Brief 1: Reproduce the entry lines from the one containing "pin: the santa's" through the final line of the entries, substituting "mitten" for "glove" and changing nothing else.

-- start Source document --

Many of the 1930s crime films also dealt with class and ethnic conflict, notably the earliest films, reflecting doubts about how well the American system was working. As stated, many films pushed the message that criminals were the result of a poor moral and economic society, and many are portrayed as having foreign backgrounds or coming from the lower class. Thus, the film criminal is often able to evoke sympathy and admiration out of the viewer, who often place the blame on not the criminal's shoulders but a cruel society in which success is difficult.[9] When the decade came to a close, crime films became more figurative, representing metaphors, as opposed to the more straight forward films produced earlier in the decade, showing an increasing interest in offering a thought provoking message about criminal character.[10]

New Hollywood

Francis Ford Coppola -1976 (cropping)

-- end Source document --

Brief 2: List every expression in the passage on crime films that is written with digits.

-- start Record set --

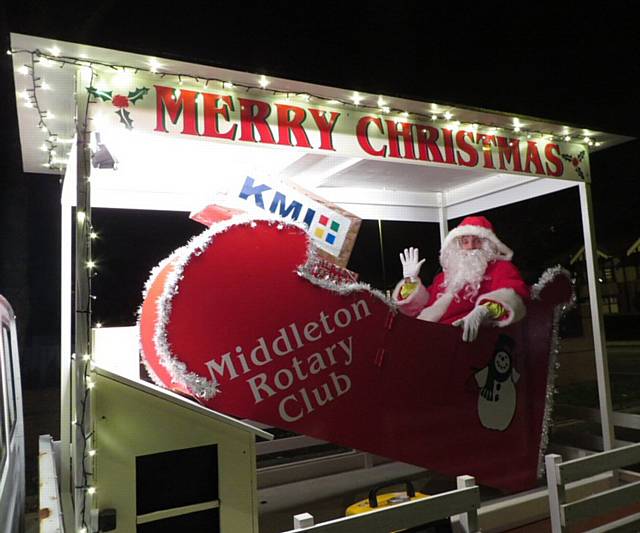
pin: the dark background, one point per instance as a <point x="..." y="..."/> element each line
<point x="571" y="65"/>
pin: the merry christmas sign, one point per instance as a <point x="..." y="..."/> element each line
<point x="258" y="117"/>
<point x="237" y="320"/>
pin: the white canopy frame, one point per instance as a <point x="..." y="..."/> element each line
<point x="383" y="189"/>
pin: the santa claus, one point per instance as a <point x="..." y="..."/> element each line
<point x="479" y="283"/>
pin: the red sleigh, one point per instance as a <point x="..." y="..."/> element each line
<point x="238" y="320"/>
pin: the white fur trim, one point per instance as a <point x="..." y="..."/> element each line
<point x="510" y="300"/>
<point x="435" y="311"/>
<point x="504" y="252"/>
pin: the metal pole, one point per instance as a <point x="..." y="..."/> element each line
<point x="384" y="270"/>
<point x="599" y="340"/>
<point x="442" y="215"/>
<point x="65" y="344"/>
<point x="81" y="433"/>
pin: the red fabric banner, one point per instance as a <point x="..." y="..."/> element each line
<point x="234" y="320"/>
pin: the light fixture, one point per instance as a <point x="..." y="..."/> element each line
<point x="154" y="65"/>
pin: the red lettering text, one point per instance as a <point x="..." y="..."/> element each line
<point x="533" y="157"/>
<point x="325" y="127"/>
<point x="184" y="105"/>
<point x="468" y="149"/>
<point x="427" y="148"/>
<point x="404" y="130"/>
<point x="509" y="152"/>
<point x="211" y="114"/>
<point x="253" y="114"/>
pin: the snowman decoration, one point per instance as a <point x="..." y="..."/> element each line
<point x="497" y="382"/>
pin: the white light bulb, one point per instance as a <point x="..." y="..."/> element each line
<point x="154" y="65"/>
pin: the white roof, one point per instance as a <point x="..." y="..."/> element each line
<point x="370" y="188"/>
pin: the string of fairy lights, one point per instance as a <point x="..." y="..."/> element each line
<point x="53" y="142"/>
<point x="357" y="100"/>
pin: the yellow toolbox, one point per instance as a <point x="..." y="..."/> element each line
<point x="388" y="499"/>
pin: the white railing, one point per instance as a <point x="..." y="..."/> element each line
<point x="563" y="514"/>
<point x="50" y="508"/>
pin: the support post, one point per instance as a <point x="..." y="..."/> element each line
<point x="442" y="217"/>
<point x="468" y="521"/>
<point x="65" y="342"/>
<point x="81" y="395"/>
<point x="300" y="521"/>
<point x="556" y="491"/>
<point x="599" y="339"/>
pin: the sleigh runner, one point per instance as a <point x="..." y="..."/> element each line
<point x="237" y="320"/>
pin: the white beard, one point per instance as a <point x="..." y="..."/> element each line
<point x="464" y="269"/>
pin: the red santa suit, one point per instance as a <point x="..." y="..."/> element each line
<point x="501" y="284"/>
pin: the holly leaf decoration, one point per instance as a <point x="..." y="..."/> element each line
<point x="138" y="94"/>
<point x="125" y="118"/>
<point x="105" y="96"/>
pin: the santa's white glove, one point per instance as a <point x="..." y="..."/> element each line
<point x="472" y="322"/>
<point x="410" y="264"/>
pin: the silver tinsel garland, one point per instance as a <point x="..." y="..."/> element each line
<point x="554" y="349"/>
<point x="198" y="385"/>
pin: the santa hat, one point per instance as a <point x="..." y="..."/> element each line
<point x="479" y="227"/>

-- end Record set --

Exercise solution 1:
pin: the santa's white mitten, one point per instance as a <point x="..." y="..."/> element each line
<point x="472" y="322"/>
<point x="410" y="264"/>
pin: the silver tinsel garland, one point per instance as a <point x="..." y="..."/> element each line
<point x="554" y="349"/>
<point x="198" y="385"/>
pin: the santa hat, one point per instance as a <point x="..." y="..."/> element each line
<point x="479" y="227"/>

Exercise solution 2:
1930s
[9]
[10]
1976